── PROVIDED ENTRIES
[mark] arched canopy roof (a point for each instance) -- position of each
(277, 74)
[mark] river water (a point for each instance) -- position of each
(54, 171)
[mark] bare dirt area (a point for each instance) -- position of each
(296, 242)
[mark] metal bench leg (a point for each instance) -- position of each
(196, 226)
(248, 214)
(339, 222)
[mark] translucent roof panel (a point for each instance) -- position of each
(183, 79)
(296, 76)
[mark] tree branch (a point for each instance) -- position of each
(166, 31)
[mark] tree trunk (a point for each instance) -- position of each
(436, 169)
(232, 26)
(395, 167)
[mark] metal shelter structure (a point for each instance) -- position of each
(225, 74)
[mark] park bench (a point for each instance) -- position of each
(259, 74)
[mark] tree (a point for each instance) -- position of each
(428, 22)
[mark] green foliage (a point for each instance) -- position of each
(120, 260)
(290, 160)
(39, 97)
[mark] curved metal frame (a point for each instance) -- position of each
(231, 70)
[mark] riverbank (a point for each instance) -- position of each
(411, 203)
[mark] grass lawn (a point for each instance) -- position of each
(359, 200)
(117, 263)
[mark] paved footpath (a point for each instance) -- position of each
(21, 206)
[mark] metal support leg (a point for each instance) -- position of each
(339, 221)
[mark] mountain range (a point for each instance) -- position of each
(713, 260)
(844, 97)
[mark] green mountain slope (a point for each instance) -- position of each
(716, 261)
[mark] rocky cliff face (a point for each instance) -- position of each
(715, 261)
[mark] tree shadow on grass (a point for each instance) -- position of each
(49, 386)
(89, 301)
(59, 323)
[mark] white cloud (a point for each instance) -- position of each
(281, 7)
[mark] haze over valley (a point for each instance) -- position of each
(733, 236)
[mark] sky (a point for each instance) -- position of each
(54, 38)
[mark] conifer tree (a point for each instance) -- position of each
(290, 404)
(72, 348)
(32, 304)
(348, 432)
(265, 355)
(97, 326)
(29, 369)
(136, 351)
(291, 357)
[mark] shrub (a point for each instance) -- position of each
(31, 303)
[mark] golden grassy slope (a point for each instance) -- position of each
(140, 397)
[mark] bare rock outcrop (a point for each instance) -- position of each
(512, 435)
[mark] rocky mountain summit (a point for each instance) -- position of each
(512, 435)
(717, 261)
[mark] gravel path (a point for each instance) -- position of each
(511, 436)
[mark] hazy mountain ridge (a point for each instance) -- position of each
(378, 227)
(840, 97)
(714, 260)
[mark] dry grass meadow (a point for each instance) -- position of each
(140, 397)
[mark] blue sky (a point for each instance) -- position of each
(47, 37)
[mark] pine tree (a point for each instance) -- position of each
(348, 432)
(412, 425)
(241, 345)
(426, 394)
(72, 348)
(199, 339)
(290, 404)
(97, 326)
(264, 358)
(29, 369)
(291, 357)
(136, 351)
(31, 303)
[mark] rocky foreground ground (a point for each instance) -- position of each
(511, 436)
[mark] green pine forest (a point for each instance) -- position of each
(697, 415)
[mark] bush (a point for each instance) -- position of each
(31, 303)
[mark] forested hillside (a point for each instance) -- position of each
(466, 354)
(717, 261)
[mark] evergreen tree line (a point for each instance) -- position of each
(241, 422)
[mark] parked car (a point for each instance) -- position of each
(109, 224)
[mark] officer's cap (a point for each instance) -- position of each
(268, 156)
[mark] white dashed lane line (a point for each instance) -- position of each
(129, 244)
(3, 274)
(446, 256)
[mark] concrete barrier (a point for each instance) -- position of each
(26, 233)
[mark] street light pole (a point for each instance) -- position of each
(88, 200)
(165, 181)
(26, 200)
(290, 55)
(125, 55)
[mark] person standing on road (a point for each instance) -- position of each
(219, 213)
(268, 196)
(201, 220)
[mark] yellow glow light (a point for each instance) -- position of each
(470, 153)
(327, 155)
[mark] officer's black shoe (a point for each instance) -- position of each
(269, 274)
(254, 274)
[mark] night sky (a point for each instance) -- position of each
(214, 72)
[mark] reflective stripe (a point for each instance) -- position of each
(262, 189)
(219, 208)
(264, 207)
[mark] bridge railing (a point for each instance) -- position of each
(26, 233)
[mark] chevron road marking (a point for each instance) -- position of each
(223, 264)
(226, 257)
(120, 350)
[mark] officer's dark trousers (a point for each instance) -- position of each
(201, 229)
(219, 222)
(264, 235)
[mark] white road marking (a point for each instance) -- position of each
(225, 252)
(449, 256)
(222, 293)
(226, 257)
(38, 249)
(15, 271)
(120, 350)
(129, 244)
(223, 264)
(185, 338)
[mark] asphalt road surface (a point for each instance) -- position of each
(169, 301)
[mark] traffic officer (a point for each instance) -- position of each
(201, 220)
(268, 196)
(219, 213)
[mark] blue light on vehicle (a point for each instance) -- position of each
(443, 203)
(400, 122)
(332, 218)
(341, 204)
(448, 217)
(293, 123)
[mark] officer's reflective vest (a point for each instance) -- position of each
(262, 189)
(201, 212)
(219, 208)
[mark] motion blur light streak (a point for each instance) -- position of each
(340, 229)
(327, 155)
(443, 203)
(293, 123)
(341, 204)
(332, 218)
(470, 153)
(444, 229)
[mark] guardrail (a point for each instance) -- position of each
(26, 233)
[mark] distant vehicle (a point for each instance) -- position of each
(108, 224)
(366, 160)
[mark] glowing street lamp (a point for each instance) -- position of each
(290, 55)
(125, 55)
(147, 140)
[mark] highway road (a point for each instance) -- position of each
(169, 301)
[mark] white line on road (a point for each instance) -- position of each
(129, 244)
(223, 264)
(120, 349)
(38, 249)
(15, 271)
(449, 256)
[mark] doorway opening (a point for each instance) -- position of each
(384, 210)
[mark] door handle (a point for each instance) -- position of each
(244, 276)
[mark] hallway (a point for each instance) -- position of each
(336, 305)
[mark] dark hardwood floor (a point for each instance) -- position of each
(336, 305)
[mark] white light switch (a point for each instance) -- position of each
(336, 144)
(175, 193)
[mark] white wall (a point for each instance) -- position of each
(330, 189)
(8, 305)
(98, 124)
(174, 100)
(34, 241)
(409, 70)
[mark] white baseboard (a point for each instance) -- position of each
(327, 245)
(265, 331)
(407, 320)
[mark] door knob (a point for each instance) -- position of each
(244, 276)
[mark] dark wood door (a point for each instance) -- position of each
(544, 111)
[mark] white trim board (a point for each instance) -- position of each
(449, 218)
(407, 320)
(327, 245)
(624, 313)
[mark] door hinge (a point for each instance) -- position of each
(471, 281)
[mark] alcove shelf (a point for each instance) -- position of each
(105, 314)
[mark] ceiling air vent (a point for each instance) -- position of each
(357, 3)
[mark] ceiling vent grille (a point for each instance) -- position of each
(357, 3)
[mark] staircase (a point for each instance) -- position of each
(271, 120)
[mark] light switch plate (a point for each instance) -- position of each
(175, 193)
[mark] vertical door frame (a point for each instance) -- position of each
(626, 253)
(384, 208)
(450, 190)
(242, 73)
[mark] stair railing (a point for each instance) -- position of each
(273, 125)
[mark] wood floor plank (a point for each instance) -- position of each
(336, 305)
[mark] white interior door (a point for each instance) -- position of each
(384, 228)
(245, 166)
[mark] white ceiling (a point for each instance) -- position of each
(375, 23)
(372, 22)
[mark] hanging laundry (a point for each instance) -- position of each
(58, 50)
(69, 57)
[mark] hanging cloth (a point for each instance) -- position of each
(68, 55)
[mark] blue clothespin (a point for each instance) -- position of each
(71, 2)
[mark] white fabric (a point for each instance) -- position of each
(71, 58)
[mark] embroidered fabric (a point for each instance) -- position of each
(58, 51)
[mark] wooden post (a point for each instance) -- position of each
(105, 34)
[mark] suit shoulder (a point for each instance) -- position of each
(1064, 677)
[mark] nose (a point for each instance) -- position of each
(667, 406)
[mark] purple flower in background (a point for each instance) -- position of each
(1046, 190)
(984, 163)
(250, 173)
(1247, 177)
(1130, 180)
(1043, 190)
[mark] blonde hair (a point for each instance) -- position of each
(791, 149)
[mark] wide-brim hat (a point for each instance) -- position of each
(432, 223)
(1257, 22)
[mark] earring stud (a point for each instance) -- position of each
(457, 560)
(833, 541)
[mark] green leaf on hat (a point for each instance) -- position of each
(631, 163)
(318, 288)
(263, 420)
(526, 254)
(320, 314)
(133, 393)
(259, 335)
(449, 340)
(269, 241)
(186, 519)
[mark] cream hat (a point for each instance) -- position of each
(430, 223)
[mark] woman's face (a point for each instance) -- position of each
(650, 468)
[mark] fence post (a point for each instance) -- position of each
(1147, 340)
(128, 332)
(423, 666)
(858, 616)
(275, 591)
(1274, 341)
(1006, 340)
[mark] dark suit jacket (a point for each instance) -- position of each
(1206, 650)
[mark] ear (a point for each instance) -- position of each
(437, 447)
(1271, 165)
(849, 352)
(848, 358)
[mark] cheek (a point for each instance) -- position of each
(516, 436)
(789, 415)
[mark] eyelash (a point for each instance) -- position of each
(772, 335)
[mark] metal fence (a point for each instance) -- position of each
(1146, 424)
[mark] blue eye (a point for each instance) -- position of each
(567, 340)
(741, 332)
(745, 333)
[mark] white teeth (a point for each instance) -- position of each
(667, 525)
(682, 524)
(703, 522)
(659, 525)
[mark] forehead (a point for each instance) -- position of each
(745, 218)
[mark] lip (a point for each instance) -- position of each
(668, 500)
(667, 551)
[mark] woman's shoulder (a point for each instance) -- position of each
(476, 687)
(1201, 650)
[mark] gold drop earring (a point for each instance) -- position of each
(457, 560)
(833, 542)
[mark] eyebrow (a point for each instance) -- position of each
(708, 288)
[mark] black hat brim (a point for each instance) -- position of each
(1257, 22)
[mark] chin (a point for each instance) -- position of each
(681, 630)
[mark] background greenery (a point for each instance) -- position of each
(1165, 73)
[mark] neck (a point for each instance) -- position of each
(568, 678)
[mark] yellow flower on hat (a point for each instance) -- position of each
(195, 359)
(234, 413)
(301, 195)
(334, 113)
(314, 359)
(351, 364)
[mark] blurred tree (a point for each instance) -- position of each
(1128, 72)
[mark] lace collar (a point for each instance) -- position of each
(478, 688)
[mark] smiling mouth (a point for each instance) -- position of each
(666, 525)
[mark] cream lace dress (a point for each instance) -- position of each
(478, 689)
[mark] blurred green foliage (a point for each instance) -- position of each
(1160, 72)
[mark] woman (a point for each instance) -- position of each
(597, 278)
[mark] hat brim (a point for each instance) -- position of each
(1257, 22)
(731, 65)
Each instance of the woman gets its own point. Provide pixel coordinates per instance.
────
→ **YOUR INSTRUCTIONS**: Starting at the line that contains "[mark] yellow flower", print every line through the end of the listing, word for word. Leave out all the rest.

→ **EXPECTED ANSWER**:
[mark] yellow flower on hat (a point for each instance) -- position of each
(195, 359)
(234, 413)
(301, 195)
(334, 113)
(314, 359)
(351, 364)
[mark] blurred tree (a point for each instance) -- position of each
(1128, 72)
[mark] lace collar (a point for each instance) -- position of each
(478, 688)
[mark] smiling mouth (a point for each instance) -- position of each
(666, 525)
[mark] cream lace dress (a point for each instance) -- position of each
(478, 689)
[mark] blurred green foliage (a point for each instance) -- position of each
(1160, 72)
[mark] woman (a point for each instance) -- position of each
(597, 278)
[mark] hat brim (a point for each instance) -- position of each
(1257, 22)
(731, 65)
Each instance of the woman gets its own point. Provide pixel coordinates per instance.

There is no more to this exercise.